By Simon Capstick-Dale

In travel writing, the words ‘best-kept secrets’ are thrown around with little regard for whether a destination is in fact largely undiscovered, or whether one may feel even the slightest reluctance to share the so-called secret with others. But when I fell in love with Stanford, a feeling of possessiveness took hold. Only after some self-appraisal did I realise that in keeping Stanford all to myself I would be defying the very essence of what the story I’m about to share with you is all about. 

Hermanus has long been the go-to destination along the Cape Whale Coast for tourists. After all, it’s the whale capital of the world and the first town in the region to fully develop its tourism industry. And Hermanus has lots on offer: the blue Atlantic, swimmable beaches, five-star hotels and guesthouses, restaurants and even a magnetic observatory.

But Hermanus also has traffic jams, shopping malls and noise pollution. This once sleepy fishing village is now a throbbing metropolis, and although it’s still a tourism mecca in its own right, it no longer has the tranquility and charm it once possessed. The neighbouring village of Stanford is a world apart. 

For many residents, tourism is an afterthought to living the good life. People from close and afar have settled here because they see Stanford for what it is: a peaceful, picturesque village where they can enjoy life’s most simple pleasures.

Typical of any village you may visit, in Stanford everyone knows everyone else. Locals greet passersby as they go about their daily business and there is a general goodwill among residents. But where I found Stanford to be quite unique is in the way residents look after one another’s interests without trying to corner what (sometimes little) tourism business there is.

It’s funny the things that can restore one’s faith in humanity. In this ultraconnected but interpersonally fragmented world, one often forgets the values underpinning the idea of community spirit. 

So, in the spirit of community I will share my secret with you.


Jami and Peter Kastner who own Stanford Hills came to the area when Hermanus had become too frantic, deciding to pursue a farming life in the hills. They now run a working wine and pincushion protea farm, where their young children are always outdoors exploring the acres of the farmland that is now their scenic playground.

• [ENTRIES SUPPLIED]:

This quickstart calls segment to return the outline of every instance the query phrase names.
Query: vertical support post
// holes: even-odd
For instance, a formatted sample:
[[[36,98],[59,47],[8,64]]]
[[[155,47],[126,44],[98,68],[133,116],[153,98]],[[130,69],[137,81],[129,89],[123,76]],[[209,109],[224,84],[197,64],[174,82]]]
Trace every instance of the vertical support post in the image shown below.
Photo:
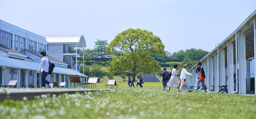
[[[76,44],[76,71],[77,70],[77,44]]]
[[[218,73],[219,72],[218,54],[219,53],[214,54],[213,55],[214,56],[214,58],[214,58],[214,62],[213,62],[214,63],[213,63],[213,64],[214,65],[214,71],[213,71],[214,72],[214,76],[213,76],[214,78],[213,85],[214,87],[214,92],[219,91],[219,75],[218,75],[218,74],[219,74],[219,73]]]
[[[60,85],[60,82],[62,82],[62,74],[59,74],[59,82],[58,82],[58,85]]]
[[[33,79],[34,79],[34,86],[35,88],[37,88],[37,72],[36,71],[34,71],[34,76],[33,76]]]
[[[240,94],[246,94],[246,52],[245,35],[239,35],[238,56],[238,91]]]
[[[256,94],[256,27],[255,22],[253,21],[254,43],[254,93]]]
[[[6,68],[6,80],[7,84],[10,82],[10,68]]]
[[[220,85],[225,85],[226,80],[226,70],[225,70],[225,51],[224,50],[220,50]]]
[[[207,76],[206,78],[207,78],[207,82],[206,82],[206,86],[208,88],[208,90],[210,90],[210,89],[211,88],[210,85],[210,63],[209,63],[209,57],[207,56],[207,71],[206,72],[207,73],[207,75],[206,76]]]
[[[25,82],[26,85],[26,88],[29,88],[29,70],[26,70],[26,75],[25,75]]]
[[[213,85],[213,56],[210,56],[210,87]],[[213,87],[212,88],[214,88]],[[209,88],[210,89],[210,88]],[[215,89],[216,90],[216,89]]]
[[[2,67],[2,84],[5,85],[5,68],[3,68]],[[8,84],[5,84],[8,85]]]
[[[64,77],[64,79],[63,79],[63,82],[66,82],[66,75],[64,75],[64,76],[63,76]],[[64,86],[64,88],[66,88],[66,85],[65,85],[65,86]]]
[[[12,71],[12,74],[11,75],[11,80],[14,80],[14,72],[13,72],[13,71],[14,71],[14,70],[15,70],[15,69],[14,68],[11,68],[11,70]]]
[[[83,74],[84,75],[84,47],[83,47]]]
[[[21,88],[21,69],[17,69],[17,88]]]
[[[247,88],[247,90],[250,90],[251,89],[251,79],[250,79],[250,60],[249,59],[247,59],[246,60],[246,88]]]
[[[50,76],[51,78],[52,76]],[[56,74],[53,74],[53,82],[56,82]]]
[[[69,80],[69,77],[67,77],[67,81],[69,82],[69,88],[72,88],[72,86],[71,85],[70,80]]]
[[[228,93],[234,91],[234,51],[233,44],[227,44],[227,85]]]

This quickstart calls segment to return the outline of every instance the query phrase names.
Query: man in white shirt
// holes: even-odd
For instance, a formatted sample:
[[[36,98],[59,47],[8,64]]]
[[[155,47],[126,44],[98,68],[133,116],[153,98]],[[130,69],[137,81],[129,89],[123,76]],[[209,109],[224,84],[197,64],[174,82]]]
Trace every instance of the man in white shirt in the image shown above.
[[[49,72],[49,60],[46,57],[46,52],[45,51],[42,51],[41,54],[41,64],[40,65],[39,69],[38,69],[37,74],[39,74],[40,71],[42,72],[42,88],[45,88],[45,83],[47,83],[48,85],[50,86],[51,88],[53,88],[53,83],[50,83],[48,80],[46,80],[47,75]]]

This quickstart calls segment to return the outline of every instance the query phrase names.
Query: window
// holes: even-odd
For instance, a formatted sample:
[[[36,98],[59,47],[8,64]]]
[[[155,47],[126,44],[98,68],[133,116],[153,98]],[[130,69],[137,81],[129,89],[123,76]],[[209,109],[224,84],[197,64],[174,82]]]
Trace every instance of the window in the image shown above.
[[[41,43],[38,43],[38,52],[40,52],[43,51],[46,51],[46,45],[44,45]]]
[[[36,42],[33,40],[28,39],[28,50],[36,51]]]
[[[16,35],[15,37],[15,50],[25,54],[26,38]]]
[[[1,44],[12,48],[12,34],[0,30]]]

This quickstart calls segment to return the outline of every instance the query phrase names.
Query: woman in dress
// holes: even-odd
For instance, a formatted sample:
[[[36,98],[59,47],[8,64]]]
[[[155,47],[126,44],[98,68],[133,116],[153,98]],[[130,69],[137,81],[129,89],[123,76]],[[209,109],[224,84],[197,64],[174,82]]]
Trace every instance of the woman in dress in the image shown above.
[[[182,72],[180,72],[180,79],[182,82],[182,85],[180,86],[180,90],[189,90],[189,92],[192,92],[192,90],[189,90],[189,82],[187,82],[187,75],[193,76],[192,74],[189,73],[187,72],[187,70],[186,69],[187,68],[187,65],[185,64],[183,65],[183,69],[182,70]],[[186,82],[186,85],[185,85]]]
[[[197,92],[197,88],[199,86],[199,83],[201,82],[202,85],[203,86],[203,89],[204,89],[204,92],[207,92],[207,88],[206,87],[206,85],[204,84],[204,81],[200,81],[199,80],[199,77],[200,77],[200,74],[202,72],[202,74],[203,75],[203,77],[206,78],[206,76],[204,75],[204,71],[203,70],[203,67],[202,66],[202,61],[199,61],[197,63],[197,67],[196,67],[196,84],[194,85],[194,90],[195,92]]]
[[[138,85],[139,85],[139,77],[138,76],[137,76],[137,85],[136,85],[136,88],[137,88],[138,87]],[[141,85],[139,84],[139,86],[141,86]]]
[[[167,89],[167,91],[170,90],[170,87],[177,87],[179,89],[179,91],[180,91],[180,85],[179,85],[179,81],[177,78],[177,75],[179,74],[179,73],[177,73],[176,72],[177,67],[177,64],[175,64],[173,65],[173,69],[172,70],[172,76],[170,76],[168,83],[167,83],[167,86],[168,86],[168,89]]]
[[[133,86],[134,88],[134,82],[135,81],[135,80],[134,79],[132,76],[131,76],[130,78],[131,78],[131,88],[132,87],[132,86]]]

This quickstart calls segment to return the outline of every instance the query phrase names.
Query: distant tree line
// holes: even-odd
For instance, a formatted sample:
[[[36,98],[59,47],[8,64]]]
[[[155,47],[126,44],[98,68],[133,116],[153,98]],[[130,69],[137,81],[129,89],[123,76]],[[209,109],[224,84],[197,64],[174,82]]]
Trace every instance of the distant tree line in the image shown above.
[[[126,76],[132,75],[132,72],[113,72],[108,71],[109,66],[111,65],[111,61],[104,60],[105,58],[112,58],[113,56],[121,57],[121,52],[118,51],[113,51],[111,55],[108,55],[107,53],[107,47],[109,44],[107,43],[107,40],[97,40],[97,41],[94,42],[94,48],[93,49],[85,49],[84,50],[84,59],[85,62],[84,65],[84,74],[89,76],[95,76],[103,78],[104,76],[107,76],[108,78],[111,79],[113,78],[114,75],[120,76],[124,79]],[[76,52],[74,48],[72,49],[73,52]],[[83,49],[78,48],[77,54],[80,55],[80,63],[81,60],[83,59]],[[150,54],[151,57],[155,59],[156,61],[162,61],[158,62],[158,64],[161,66],[170,67],[170,69],[173,68],[174,64],[178,64],[178,71],[180,71],[183,68],[184,64],[188,65],[187,70],[196,62],[202,59],[204,55],[208,54],[208,51],[204,51],[202,49],[190,48],[186,50],[179,50],[176,52],[174,52],[173,54],[165,51],[164,55],[156,55],[156,52],[153,52]],[[101,59],[100,61],[93,61],[90,60],[91,59]],[[182,61],[182,62],[166,62],[167,61]],[[102,69],[103,66],[105,66],[108,68],[107,71]],[[156,74],[161,74],[162,71],[158,72],[155,72]],[[80,72],[83,74],[83,66],[80,69]],[[139,72],[138,72],[139,73]],[[142,75],[143,73],[139,72],[139,75]],[[138,74],[139,75],[139,74]]]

• [WORK REQUIRED]:
Please answer these questions using the Stanford travel piece above.
1. What title does the piece give Hermanus?
2. Which three things does the piece say Hermanus now has?
3. What kind of farm is run at Stanford Hills?

• [SOLUTION TO THE PROBLEM]:
1. The whale capital of the world.
2. Traffic jams, shopping malls and noise pollution.
3. A working wine and pincushion protea farm.